Begin at the line that has "[pin] grassy bank -- one per line" and go through the end of the material, writing out every line again, including the "[pin]" lines. Multiply each point coordinate by 0.3 and round it to a whole number, with halves rounded up. Leave the pictures out.

* Begin *

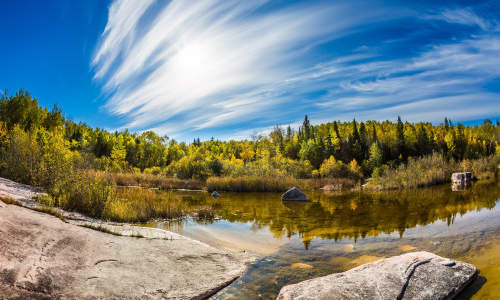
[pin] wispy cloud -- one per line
(187, 66)
(207, 59)
(466, 16)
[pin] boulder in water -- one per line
(294, 194)
(415, 275)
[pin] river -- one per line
(334, 232)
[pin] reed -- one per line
(274, 184)
(141, 205)
(431, 170)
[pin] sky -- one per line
(230, 69)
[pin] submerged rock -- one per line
(415, 275)
(461, 177)
(293, 194)
(42, 257)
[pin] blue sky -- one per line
(232, 68)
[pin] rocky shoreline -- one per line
(42, 257)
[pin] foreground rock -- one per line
(42, 257)
(416, 275)
(294, 194)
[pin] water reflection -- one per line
(338, 216)
(336, 232)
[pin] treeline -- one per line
(337, 149)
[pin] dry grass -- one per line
(274, 184)
(42, 209)
(431, 170)
(141, 205)
(151, 181)
(8, 200)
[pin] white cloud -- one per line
(194, 66)
(198, 59)
(467, 16)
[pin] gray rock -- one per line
(293, 194)
(416, 275)
(461, 177)
(42, 257)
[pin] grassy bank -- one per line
(150, 181)
(274, 184)
(431, 170)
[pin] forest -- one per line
(72, 160)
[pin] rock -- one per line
(461, 178)
(293, 194)
(42, 257)
(415, 275)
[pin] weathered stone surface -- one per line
(416, 275)
(294, 194)
(42, 257)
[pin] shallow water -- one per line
(334, 232)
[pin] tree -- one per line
(376, 157)
(306, 129)
(400, 140)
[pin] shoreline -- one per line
(65, 259)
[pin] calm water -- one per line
(335, 232)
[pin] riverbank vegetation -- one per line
(80, 166)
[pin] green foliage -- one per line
(430, 170)
(40, 147)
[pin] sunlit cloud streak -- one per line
(183, 67)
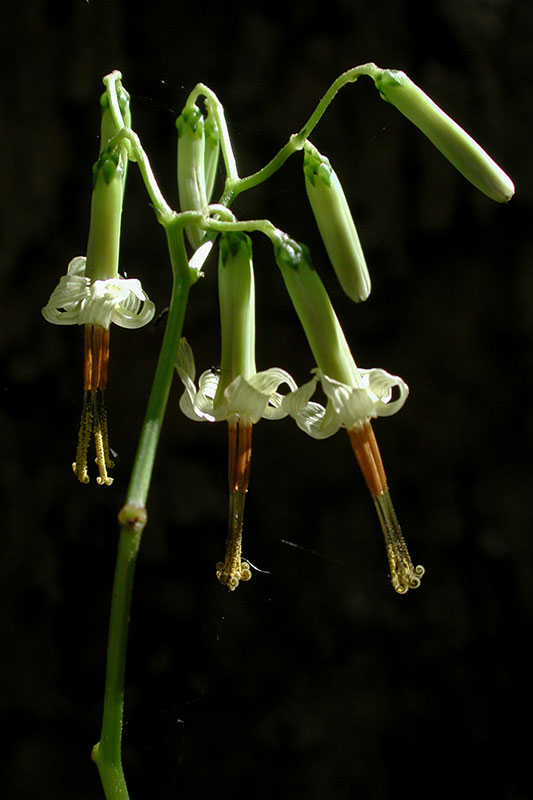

* End *

• Exercise output:
[pin] grassy bank -- one per line
(45, 54)
(82, 55)
(129, 51)
[pin] forest -- one per line
(22, 48)
[pin] rock -- one per line
(138, 53)
(88, 58)
(13, 77)
(125, 83)
[pin] weathered stone surface -- one per line
(125, 83)
(88, 58)
(13, 77)
[pin] shallow water -- one per line
(100, 70)
[pin] tree -- one per line
(113, 47)
(92, 39)
(120, 42)
[pin] shoreline -- one per line
(20, 78)
[pin] calm water -- one per line
(101, 70)
[pin] riverbank vegetation -- one per line
(24, 50)
[pin] green foliage -- one per line
(129, 51)
(12, 44)
[pin] sunlit cloud streak -- one per line
(55, 20)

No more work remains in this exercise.